Segment Open

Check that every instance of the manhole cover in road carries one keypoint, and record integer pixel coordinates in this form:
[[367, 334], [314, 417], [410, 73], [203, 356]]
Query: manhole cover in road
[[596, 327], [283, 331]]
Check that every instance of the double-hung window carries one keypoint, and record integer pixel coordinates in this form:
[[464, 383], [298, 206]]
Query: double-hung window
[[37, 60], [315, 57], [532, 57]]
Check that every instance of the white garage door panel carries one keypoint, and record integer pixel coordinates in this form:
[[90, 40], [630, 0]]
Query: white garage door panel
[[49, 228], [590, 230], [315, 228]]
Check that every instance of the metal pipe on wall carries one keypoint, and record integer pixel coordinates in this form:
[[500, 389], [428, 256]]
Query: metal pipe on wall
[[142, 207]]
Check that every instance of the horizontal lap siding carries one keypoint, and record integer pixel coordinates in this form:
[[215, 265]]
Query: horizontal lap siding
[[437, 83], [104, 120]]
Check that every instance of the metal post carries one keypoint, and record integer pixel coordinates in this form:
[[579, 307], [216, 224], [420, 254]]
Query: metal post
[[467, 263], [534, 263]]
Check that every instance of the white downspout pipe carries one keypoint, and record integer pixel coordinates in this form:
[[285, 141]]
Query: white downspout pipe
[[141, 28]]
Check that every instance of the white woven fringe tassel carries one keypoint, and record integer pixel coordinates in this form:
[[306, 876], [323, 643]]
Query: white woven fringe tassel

Segment Closed

Problem details. The records above should be repeated exactly. Print them all.

Answer to the problem.
Check that every instance of the manhole cover in road carries one keypoint, and record integer pixel coordinates in this form:
[[367, 334], [314, 417], [410, 73], [203, 356]]
Query: manhole cover in road
[[596, 327], [283, 331]]
Check that every instance of the double-hung window carries one keypoint, and record integer pixel coordinates in this form:
[[464, 383], [298, 206]]
Query: double-hung window
[[37, 60], [315, 57], [532, 57]]
Check that every instance of the white garage door panel carries one keypoint, and record integer pixel coordinates in this form:
[[90, 40], [630, 0]]
Query: white garage door panel
[[49, 228], [590, 230], [315, 228]]
Check that every instance of the metal pipe on wall carries one keypoint, and record integer pixel coordinates in this form:
[[500, 389], [428, 256]]
Query: metal pipe on wall
[[142, 207]]
Check that every instance of the horizontal lap siding carries one keypoint, and record integer pixel coordinates in this form:
[[215, 265]]
Query: horizontal lap siding
[[437, 83], [104, 120]]
Check that every instance of the metal post carries one keypoint, and record integer pixel coordinates in this form:
[[579, 307], [216, 224], [420, 254]]
Query: metal post
[[467, 263], [534, 263]]
Check that every instance of the white downspout pipe carries one keypoint, and record integer pixel coordinates in this form:
[[285, 141]]
Query: white downspout pipe
[[141, 28]]
Check that every instance of the white woven fringe tassel carries one keypoint, and record integer pixel coordinates in this form:
[[306, 876], [323, 643]]
Query: white woven fringe tassel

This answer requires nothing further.